### Document extract

As part of government plans for a green transition, the U.S. has been rapidly developing its renewable energy capacity in recent years. While several sectors have taken off, the offshore wind industry has faced several challenges in establishing wind farms off coasts around the U.S., largely due to financial issues in the wind sector and equipment failures. So, with massive financial incentives coming from the Inflation Reduction Act (IRA) and other climate policies, will the U.S. be successful at establishing its offshore wind industry?
There are ambitious plans to grow the offshore wind capacity of the U.S. significantly in the coming years, with several international wind energy majors announcing investments in the sector. The U.S. is expected to invest around $65 billion in offshore wind by the end of the decade, which would support the creation of approximately 56,000 jobs. There is around 56 GW of wind energy currently under development across 37 leases, which could power around 22 million homes. Around 14 GW of this offshore wind capacity is expected to be up and running by 2030, 30 GW by 2033 and 40 GW by 2035. Several states have plans to develop offshore wind farms, including New Jersey, New York, Massachusetts, Rhode Island, Connecticut, and Virginia.

### Task details
Retype the whole text on U.S. offshore wind development exactly as it appears.

[Referring expression lines]

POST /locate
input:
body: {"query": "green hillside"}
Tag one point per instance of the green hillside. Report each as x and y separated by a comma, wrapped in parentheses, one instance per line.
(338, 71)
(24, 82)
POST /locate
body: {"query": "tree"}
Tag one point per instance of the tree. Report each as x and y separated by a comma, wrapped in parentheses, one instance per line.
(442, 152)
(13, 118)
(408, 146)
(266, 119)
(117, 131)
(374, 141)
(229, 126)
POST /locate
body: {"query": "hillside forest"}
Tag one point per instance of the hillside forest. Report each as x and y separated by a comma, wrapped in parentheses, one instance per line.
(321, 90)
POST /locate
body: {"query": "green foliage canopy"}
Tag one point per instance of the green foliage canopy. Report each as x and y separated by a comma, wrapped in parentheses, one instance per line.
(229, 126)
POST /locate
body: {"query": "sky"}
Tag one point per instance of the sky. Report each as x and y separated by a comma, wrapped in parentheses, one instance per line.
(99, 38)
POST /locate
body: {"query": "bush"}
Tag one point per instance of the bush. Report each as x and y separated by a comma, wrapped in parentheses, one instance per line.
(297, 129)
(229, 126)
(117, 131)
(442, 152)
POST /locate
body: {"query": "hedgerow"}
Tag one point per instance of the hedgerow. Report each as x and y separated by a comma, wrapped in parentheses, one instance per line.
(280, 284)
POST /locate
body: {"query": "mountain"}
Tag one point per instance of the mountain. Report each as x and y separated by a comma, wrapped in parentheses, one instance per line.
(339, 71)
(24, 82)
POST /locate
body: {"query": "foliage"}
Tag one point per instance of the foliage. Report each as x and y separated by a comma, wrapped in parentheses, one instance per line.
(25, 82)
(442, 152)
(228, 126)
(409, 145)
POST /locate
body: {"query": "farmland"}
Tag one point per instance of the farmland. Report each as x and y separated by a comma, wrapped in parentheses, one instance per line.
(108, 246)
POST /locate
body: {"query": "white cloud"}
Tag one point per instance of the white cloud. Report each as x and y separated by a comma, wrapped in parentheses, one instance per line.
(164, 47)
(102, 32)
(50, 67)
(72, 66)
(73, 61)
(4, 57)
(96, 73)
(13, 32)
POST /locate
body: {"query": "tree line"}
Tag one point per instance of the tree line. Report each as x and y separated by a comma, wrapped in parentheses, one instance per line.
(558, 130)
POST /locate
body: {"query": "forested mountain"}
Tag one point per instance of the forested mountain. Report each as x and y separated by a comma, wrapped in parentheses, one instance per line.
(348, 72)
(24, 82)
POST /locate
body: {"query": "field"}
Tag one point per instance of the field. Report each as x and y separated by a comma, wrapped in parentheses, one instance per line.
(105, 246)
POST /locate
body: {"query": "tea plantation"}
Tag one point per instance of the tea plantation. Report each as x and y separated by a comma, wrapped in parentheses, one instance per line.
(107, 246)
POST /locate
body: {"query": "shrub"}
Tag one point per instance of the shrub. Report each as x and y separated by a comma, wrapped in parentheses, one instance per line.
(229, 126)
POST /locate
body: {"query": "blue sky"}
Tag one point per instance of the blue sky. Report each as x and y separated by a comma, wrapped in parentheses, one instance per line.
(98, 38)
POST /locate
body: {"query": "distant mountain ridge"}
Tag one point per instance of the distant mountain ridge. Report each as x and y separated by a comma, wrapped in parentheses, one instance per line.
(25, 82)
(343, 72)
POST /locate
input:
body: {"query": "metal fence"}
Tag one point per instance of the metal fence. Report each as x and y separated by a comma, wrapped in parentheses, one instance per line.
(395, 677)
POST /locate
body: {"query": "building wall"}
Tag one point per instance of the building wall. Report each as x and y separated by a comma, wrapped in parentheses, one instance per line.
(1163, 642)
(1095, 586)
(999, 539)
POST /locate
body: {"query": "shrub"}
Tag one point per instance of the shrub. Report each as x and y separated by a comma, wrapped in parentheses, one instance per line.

### Solution to the problem
As part of government plans for a green transition, the U.S. has been rapidly developing its renewable energy capacity in recent years. While several sectors have taken off, the offshore wind industry has faced several challenges in establishing wind farms off coasts around the U.S., largely due to financial issues in the wind sector and equipment failures. So, with massive financial incentives coming from the Inflation Reduction Act (IRA) and other climate policies, will the U.S. be successful at establishing its offshore wind industry?
There are ambitious plans to grow the offshore wind capacity of the U.S. significantly in the coming years, with several international wind energy majors announcing investments in the sector. The U.S. is expected to invest around $65 billion in offshore wind by the end of the decade, which would support the creation of approximately 56,000 jobs. There is around 56 GW of wind energy currently under development across 37 leases, which could power around 22 million homes. Around 14 GW of this offshore wind capacity is expected to be up and running by 2030, 30 GW by 2033 and 40 GW by 2035. Several states have plans to develop offshore wind farms, including New Jersey, New York, Massachusetts, Rhode Island, Connecticut, and Virginia.